▸ **WORK INSTRUCTIONS**
Return the records that follow, matching each one exactly.

==*==

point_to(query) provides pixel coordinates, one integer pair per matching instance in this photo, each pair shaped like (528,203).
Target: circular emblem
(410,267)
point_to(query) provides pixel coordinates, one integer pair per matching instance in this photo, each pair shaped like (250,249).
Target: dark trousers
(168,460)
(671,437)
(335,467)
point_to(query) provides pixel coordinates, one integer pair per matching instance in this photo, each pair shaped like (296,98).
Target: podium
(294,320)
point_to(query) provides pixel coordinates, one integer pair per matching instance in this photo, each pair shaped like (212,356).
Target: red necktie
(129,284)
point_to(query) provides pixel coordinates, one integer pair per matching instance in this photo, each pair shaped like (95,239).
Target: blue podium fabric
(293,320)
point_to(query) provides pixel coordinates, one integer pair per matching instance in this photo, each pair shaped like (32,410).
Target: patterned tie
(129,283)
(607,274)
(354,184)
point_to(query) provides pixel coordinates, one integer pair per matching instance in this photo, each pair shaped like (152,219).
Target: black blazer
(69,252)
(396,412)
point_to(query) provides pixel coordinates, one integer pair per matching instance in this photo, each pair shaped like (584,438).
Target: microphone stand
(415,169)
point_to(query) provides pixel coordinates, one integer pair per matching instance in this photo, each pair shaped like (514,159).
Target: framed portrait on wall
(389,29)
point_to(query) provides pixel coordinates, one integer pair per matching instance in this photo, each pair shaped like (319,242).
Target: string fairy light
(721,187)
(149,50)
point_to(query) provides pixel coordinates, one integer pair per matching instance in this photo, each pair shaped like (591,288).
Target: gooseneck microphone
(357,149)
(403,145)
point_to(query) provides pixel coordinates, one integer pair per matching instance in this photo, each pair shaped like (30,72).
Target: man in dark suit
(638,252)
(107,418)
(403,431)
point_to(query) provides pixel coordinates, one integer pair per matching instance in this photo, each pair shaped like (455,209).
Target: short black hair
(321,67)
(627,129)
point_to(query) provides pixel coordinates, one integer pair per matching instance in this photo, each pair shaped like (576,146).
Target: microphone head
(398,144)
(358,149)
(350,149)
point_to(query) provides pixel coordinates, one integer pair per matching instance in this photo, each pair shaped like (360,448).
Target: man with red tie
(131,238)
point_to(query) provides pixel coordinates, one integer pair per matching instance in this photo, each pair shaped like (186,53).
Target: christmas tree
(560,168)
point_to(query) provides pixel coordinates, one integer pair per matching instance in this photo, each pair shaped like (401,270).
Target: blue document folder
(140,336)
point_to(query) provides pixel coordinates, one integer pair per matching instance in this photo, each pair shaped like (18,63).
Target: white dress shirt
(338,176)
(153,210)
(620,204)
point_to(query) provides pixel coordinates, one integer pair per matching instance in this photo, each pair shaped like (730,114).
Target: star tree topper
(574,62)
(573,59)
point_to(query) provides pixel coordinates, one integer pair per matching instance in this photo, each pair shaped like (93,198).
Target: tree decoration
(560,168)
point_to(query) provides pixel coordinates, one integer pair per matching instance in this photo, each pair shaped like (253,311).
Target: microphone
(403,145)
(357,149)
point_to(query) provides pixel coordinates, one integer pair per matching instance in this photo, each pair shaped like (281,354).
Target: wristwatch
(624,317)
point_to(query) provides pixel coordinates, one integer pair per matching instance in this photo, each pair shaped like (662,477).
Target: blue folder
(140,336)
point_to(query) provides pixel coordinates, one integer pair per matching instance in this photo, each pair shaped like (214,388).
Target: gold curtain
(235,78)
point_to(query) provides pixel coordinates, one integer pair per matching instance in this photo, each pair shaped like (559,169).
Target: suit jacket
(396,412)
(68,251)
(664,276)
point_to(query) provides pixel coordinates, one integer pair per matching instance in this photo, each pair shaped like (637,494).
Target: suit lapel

==*==

▸ **SOLVED PROBLEM**
point_to(query) provides pixel coordinates, one integer pair per matching instance in this photo, each pair shaped like (528,203).
Target: circular emblem
(410,267)
point_to(query) provides pixel coordinates, one integer pair per matching instance in this photo, each pair shaped like (250,249).
Target: dark trousers
(168,460)
(671,437)
(335,467)
point_to(query) provides pixel coordinates, one integer pair per matching instance in this photo, each pair shaped like (296,98).
Target: podium
(294,320)
point_to(query) provides pixel coordinates, one integer pair per matching instance in this photo, each pair shaped like (212,356).
Target: red necktie
(129,284)
point_to(query) provides pixel coordinates, one integer pair per matching instance in this photo, each pair shaped like (95,239).
Target: blue podium fabric
(293,320)
point_to(query) provides pixel coordinates, one integer pair per matching instance in this photo, each pair shaped like (32,410).
Target: patterned tie
(129,283)
(607,274)
(354,184)
point_to(query) provides pixel coordinates, one integer pair per matching instance in this photo, each pair shaped like (152,219).
Target: black blazer
(69,252)
(396,412)
point_to(query) provides pixel coordinates, one integer pair per matching instance in this photo, each pair shaped like (584,438).
Target: microphone stand
(415,169)
point_to(query) provides pixel coordinates, one integer pair per matching instance in this photo, each pair shaped like (514,159).
Target: framed portrait on wall
(389,29)
point_to(query) provides pixel coordinates, one integer pair per matching instance in this photo, each pair shaped like (319,242).
Target: string fairy light
(721,187)
(149,50)
point_to(query) provides pixel coordinates, one integer pair per matching instance in this photo, each pair shaped like (591,288).
Target: gooseneck microphone
(357,149)
(403,145)
point_to(query) provides pixel coordinates, one integer pair per matching instance in this photo, each pair shaped like (30,72).
Target: man in dark suit
(638,252)
(107,418)
(403,431)
point_to(query) provides pixel coordinates, one integer pair per matching instance in this photo, each pair shaped like (455,209).
Target: short black hair
(321,67)
(627,129)
point_to(query) provides pixel coordinates, one integer pair per matching instance in this photo, each pair shaped like (576,146).
Target: microphone head
(398,144)
(358,149)
(350,149)
point_to(query) provides pixel coordinates, one integer pair per matching instance in this photo, each pair shaped like (360,448).
Target: man with red tie
(131,238)
point_to(query) provides pixel coordinates, one integer pair per matching instance in this photo, each pair shaped like (186,53).
Target: christmas tree
(560,168)
point_to(query) provides pixel coordinates, one integer pair per matching instance in this photo, each pair shaped like (401,270).
Target: blue document folder
(140,336)
point_to(query) provides pixel coordinates, one integer pair per matching instance in this photo, each pair shaped like (18,63).
Target: white dress shirt
(338,176)
(153,210)
(620,204)
point_to(query) provides pixel coordinates, one integer pair per matching instance in this photo, each pair shaped like (730,114).
Target: star tree topper
(574,62)
(573,59)
point_to(query) provides pixel coordinates, one integer pair per matching instance in this photo, each pair shaped like (93,198).
Target: tree decoration
(560,168)
point_to(query) provides pixel coordinates, one integer pair per matching instance in this photo, each pair shaped like (253,311).
Target: microphone
(403,145)
(357,149)
point_to(query) provides pixel coordinates, one integer pair per matching instance in this photo, each pair shaped like (281,354).
Target: wristwatch
(624,317)
point_to(query) provides pixel coordinates, one integer pair per matching instance in this photo, each pair shaped like (662,477).
Target: blue folder
(140,336)
point_to(query) provides pixel coordinates, one integer pair per matching instance in this photo, each pair shaped like (214,388).
Target: gold curtain
(235,78)
point_to(query) provides pixel coordinates, one integer pair per matching instance in this photo, each pair shaped like (559,169).
Target: suit jacket
(396,412)
(68,251)
(664,276)
point_to(query) provides pixel coordinates, one integer pair per matching instance in this photo, each pair shaped like (637,494).
Target: suit lapel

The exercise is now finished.